Stated exercise 1: Reproduce the lines of the records below verbatim, leaving out the picture they contain.

Passage:

>>>

The offense may change dramatically with the departure of high-powered Jay Cutler and the arrival of low-wattage Kyle Orton. But not all those changes may be bad. Remember, Cutler's Broncos ranked No. 28 last year in Scoreability, our measure of offensive efficiency. Orton's Bears ranked No. 1.
Clearly, the differences in the quality of each team's defense played a role in those results. But the bottom line is that one quarterback had opportunities upon which he did not deliver. The other took great advantage of his opportunities.
So Broncos fans need not worry about their offense this year. There are simply too many gaping wholes on defense to ignore, in the form a unit that ranked 31st in both Defensive Passer Rating and Defensive Hog Index – two key indicators of success.
The only practical response to this crisis is to devote every single draft pick to defense. In most cases, this would be considered an over-reaction. In the case of the Broncos, it's the only move that makes sense.
The good news is that the Texans finally had a quality NFL offense in 2008, one that would be good enough to win a Super Bowl for many teams.
The bad news is that the defense, filled with loads of young and seemingly talented former high draft picks, utterly failed to live up to expectations last year. In fact, Houston has a serious, serious organizational problem when it comes to drafting defensive studs.
Since 2004, Houston has devoted first-round picks to cornerback Dunta Robinson, linebacker Jason Babin, defensive tackle Travis Johnson, defensive end (and No. 1 overall pick) Mario Williams and defensive tackle Amobi Okoye. They also used the No. 33 overall pick on DeMeco Ryans in the 2006 draft, who went on to earn Defensive Rookie of the Year honors.
Yet for all those high draft-day resources devoted to defense in recent years, the 2008 Texans ranked no better than 23rd in any one of our defensive Quality Stats.
A defense that bad makes it difficult to achieve even the lowly goals of the Houston organization, such as finishing above .500 for the first time in franchise history.
The Texans have made a number of off-season moves to improve this situation, acquiring linebacker Cato June and nose tackle Shaun Cody. But the team remains in desperate need of playmakers, especially in the secondary.
So look for the Texans to roll the dice again with defense. The team could move the ball last year. But the organization will not improve until it hits a few home runs with these defensive picks and then (and this is the important part) find a way to mold what seems like a formidable defense on paper into a formidable defense on the field.
Can we say that the Colts ranked 25th on our Defensive Hog Index last year and that they obviously need help in this area in the draft?

<<<

Material provided:
>>>

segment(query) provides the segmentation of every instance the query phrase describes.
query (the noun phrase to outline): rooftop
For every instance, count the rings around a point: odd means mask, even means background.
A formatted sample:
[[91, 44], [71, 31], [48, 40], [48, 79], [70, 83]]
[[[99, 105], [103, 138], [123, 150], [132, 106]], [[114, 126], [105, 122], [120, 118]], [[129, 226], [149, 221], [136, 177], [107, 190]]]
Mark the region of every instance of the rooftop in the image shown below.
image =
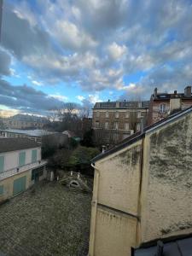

<<<

Stated exercise 2: Supply the next part of the football passage about team needs, starting right after its final sentence.

Output 1:
segment(query) provides the segmentation of every instance the query phrase describes.
query (the noun phrase to outline): rooftop
For every instance, count the rings around a point: odd means mask, even means background.
A formatted sample:
[[91, 44], [71, 31], [48, 40], [48, 79], [70, 83]]
[[[99, 105], [103, 138], [123, 150], [132, 106]], [[114, 126], [105, 122], [120, 118]], [[129, 226], [149, 221], [136, 177], [107, 190]]]
Mark the region of every instance of the rooftop in the image shown below.
image =

Output 2:
Can we suggest that an inability to get off the field on third-down (31st in the NFL last year) was a huge problem for the team and that they need a game-breaking defensive stud to change the balance of power?
Can we say that Peyton Manning's mama wears Army boots?
Or will these statements be seen as another example of the obvious "bias" against the Colts that plagues CHFF?
If the answer to this final question is "yes," we suggest that angry Colts fans vent their anger on the CHFF Forum or, at Ground Zero of CHFF hatred, the message boards at IndyStar.com.
Otherwise, let's just agree they still have those same problems on defense that have plagued them for years and suggest that Bill Polian and new coach Jim Caldwell actually do something about it on Saturday.
The Jaguars made one of the biggest – literally – moves of the off-season when they grabbed former Pro Bowl left tackle Tra Thomas from Philly.
That move certainly addresses one of Jacksonville's greatest statistical wire hangers from 2008: a substandard offensive line (20th on our Offensive Hog Index) – a particular problem for an organization that has embraced traditional smash-mouth football.
They also grabbed future Hall of Fame receiver Torry Holt from St. Louis, who should help improve a team that struggled in the passing game and struggled to make Big Plays.
But they have yet to address their most troubling statistical wire hangers from 2008: a pathetic pass defense (28th in Defensive Passer Rating).
So look for a heavy dose of pass rushers and potential shut-down corners in the draft.
Who knew the loss of Jared Allen would have such a profound impact on the fortunes of the Kansas City defense last year?
- The Chiefs ranked a rock-solid fifth in our Defensive Hog Index with Allen its anchor in 2007.
- The Chiefs ranked an helpless and pathetic 32nd in our Defensive Hog Index without Allen its anchor in 2008.
And that last-place-with-a-bullet ranking only tells part of the story. For many parts of the year, the Chiefs were dead last in each of the three individual indicators that comprise the Defensive Hog Index, before settling in at a cozy 31-32-31. It was a rare gem of patheticness to be so bad on the defensive front in so many ways.
So using the draft to solidify that terrible unit is job No. 1 for Kansas City's new brain trust of GM Scott Pioli and head coach Todd Haley. (Sorry, folks, LB pick-ups Monty Beisel and Zach Thomas are not the answer.)
Some stud Defensive Hogs who can both stuff the run and put pressure on the quarterback will also improve the team's very poor ability to play pass defense (25th in Defensive Passer Rating).
Then the team can began searching for answers to an offense that was eviscerated during the Herm Edwards Era.
Few (if any) teams in history improved as dramatically as the Dolphins did last year: 1-15 laughingstock in 2007 to 11-5 division champs in 2008.
Amazing job by Bill Parcells and his staff.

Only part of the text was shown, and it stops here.